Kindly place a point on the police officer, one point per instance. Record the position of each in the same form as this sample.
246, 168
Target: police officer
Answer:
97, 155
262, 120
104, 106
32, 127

......

▶ [DIRECTIONS FOR THIS TASK]:
Please repeat each entry exactly as written.

▶ [RESULT OF THE TASK]:
Kindly place a point on the police officer, one point per instance. Record the position of each in the same form as this sample.
246, 168
Target: police officer
Answer:
97, 155
262, 120
104, 106
32, 127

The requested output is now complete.